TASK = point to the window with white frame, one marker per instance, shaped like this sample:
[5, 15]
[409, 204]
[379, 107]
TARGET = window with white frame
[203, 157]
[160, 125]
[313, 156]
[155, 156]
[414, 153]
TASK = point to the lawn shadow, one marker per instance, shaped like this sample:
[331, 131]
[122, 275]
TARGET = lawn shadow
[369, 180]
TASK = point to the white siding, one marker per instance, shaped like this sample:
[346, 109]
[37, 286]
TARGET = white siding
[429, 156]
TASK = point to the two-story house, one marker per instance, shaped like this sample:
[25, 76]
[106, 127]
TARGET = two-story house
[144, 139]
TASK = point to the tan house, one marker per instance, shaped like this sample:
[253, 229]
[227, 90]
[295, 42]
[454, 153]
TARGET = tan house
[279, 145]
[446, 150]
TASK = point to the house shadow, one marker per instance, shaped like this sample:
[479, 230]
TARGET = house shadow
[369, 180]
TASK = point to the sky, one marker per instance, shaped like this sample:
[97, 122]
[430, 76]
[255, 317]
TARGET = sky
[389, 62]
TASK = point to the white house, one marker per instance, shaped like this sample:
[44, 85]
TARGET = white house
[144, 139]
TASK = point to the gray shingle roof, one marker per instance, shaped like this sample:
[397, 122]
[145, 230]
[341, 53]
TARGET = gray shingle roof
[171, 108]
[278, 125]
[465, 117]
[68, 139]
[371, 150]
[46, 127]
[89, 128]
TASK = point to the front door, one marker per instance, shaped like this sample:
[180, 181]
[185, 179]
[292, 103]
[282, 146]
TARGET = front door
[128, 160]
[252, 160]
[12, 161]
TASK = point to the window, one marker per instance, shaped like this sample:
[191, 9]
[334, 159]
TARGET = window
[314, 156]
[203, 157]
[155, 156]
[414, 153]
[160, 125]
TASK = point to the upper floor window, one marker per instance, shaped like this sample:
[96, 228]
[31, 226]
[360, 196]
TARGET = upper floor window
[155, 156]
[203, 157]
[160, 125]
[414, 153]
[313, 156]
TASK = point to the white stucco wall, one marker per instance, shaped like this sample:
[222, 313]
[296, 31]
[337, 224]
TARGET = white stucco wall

▸ **WHAT THIS TASK INVOLVES**
Using the listing above, write every line out again exactly.

▸ **WRITTEN RESPONSE**
TASK = point to the window with white frame, one marker per instance, shaped like this sample:
[5, 15]
[409, 204]
[379, 107]
TARGET = window with white frame
[203, 157]
[160, 125]
[313, 156]
[155, 156]
[414, 153]
TASK = point to the lawn shadow, one marker per instance, shaped like this sample:
[331, 131]
[122, 275]
TARGET = lawn shadow
[369, 180]
TASK = point to the white siding, one marker per instance, shaped like this sample:
[346, 109]
[37, 286]
TARGET = white siding
[429, 156]
TASK = point to the two-story house, one marker per instance, shaped like this sample:
[25, 76]
[106, 127]
TARGET = two-story house
[144, 139]
TASK = point to the tan house, one marker per instance, shaped like this sample:
[253, 229]
[227, 90]
[295, 42]
[454, 153]
TARGET = tan house
[279, 145]
[446, 150]
TASK = point to the house shadow, one marker per instance, shaped like this sample:
[479, 230]
TARGET = house shadow
[369, 180]
TASK = point to the sky, one marker per instance, shaped like this sample:
[97, 122]
[430, 76]
[255, 317]
TARGET = sky
[389, 62]
TASK = point to the white house, one marker per instance, shaped like this sample:
[44, 85]
TARGET = white house
[144, 139]
TASK = point to the gray shingle roof, one marker per instance, shaped like this sample:
[397, 122]
[145, 230]
[341, 53]
TARGET = gray shingle roof
[171, 108]
[278, 125]
[465, 117]
[68, 139]
[371, 150]
[46, 127]
[89, 128]
TASK = point to the front door, one marker per instance, shaped like this sample:
[180, 181]
[185, 179]
[292, 103]
[282, 146]
TARGET = front door
[128, 160]
[252, 160]
[12, 161]
TASK = point to the window, one marker per instance, shaped like this sample:
[191, 9]
[334, 159]
TARGET = window
[314, 156]
[203, 157]
[155, 156]
[414, 153]
[160, 125]
TASK = point to the upper floor window, one marker per instance, shaped like this sample:
[96, 228]
[31, 226]
[360, 196]
TARGET = upper floor window
[155, 156]
[203, 157]
[160, 125]
[414, 153]
[313, 156]
TASK = point to the white stucco wall, one marker per instance, shaped like this sample:
[222, 313]
[296, 31]
[337, 224]
TARGET = white stucco wall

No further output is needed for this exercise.